### Input records:
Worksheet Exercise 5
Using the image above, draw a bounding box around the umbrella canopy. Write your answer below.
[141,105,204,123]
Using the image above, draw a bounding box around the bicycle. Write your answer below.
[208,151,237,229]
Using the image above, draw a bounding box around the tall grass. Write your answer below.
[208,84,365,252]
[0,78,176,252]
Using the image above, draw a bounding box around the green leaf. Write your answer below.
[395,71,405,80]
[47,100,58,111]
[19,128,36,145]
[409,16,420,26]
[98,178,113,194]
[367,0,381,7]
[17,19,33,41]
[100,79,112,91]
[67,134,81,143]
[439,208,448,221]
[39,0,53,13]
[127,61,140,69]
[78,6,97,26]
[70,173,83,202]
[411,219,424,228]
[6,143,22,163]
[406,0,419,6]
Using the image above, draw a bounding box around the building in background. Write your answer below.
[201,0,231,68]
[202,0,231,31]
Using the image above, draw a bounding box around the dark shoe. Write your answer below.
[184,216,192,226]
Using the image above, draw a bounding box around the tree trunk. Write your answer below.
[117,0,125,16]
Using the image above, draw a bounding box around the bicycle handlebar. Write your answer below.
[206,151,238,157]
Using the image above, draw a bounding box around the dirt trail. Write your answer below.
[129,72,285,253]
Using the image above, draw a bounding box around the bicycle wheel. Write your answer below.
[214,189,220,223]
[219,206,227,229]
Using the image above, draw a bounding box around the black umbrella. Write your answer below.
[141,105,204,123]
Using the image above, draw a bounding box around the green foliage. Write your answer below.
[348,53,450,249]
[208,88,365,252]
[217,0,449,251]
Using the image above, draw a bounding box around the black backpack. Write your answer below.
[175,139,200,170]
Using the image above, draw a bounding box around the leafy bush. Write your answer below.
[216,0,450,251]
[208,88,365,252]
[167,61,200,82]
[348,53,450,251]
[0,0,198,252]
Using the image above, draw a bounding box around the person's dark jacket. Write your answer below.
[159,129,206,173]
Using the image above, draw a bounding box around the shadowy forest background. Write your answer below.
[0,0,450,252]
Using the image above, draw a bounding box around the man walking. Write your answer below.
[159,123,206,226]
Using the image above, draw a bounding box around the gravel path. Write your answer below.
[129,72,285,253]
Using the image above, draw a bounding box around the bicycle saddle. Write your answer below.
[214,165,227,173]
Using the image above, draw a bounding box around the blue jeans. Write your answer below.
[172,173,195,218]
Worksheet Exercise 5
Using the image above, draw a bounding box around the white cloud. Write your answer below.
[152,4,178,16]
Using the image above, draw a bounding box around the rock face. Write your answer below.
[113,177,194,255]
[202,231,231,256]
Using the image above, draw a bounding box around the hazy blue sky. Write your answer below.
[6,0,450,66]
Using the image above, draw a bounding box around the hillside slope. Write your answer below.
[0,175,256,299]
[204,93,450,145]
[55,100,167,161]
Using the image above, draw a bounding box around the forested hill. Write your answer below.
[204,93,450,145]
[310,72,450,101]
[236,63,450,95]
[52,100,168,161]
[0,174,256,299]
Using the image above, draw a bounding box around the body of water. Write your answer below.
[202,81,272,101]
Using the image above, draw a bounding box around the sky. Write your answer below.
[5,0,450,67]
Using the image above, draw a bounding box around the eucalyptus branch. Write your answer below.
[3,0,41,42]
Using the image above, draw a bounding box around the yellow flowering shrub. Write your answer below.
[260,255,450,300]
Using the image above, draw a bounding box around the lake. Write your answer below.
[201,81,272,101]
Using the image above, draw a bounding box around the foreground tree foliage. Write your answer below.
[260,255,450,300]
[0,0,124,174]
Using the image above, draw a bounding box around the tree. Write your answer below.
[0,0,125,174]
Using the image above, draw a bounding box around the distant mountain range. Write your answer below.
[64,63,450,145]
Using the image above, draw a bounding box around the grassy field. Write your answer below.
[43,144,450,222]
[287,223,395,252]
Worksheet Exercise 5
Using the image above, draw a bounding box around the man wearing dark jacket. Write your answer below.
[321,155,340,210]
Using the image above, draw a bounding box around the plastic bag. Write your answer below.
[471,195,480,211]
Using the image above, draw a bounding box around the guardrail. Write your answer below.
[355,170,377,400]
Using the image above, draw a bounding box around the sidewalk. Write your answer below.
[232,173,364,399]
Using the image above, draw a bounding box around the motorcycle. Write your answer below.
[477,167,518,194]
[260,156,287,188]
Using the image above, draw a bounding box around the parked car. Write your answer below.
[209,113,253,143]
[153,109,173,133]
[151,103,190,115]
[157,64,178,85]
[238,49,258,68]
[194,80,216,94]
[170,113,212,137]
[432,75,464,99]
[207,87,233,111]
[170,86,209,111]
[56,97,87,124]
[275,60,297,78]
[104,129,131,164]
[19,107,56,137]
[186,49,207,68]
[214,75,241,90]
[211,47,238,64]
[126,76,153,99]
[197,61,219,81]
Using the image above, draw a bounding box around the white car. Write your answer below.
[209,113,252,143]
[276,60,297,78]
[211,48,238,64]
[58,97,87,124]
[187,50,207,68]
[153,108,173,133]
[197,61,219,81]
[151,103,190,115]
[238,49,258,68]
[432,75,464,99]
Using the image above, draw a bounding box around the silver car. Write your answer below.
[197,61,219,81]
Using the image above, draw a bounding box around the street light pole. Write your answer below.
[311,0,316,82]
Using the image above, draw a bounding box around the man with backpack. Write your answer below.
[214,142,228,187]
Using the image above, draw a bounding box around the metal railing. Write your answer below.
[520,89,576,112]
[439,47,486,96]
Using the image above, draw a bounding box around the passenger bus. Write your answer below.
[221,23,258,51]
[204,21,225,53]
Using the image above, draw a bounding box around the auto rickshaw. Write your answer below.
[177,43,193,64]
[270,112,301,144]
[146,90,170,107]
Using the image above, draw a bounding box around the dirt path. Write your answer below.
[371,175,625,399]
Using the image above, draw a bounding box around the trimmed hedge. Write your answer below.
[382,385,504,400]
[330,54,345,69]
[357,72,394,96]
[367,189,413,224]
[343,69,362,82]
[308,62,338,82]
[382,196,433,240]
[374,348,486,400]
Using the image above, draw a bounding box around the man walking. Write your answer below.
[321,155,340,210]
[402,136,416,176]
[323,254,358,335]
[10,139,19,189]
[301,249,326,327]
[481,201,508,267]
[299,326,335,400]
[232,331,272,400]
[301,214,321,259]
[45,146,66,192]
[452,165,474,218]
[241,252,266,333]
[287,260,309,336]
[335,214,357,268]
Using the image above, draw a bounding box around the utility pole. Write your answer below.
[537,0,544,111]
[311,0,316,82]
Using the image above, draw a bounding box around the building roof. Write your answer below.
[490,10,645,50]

### Work required:
Count the lines in the records above that contain the word "jacket", and reply with that number alone.

### In response:
2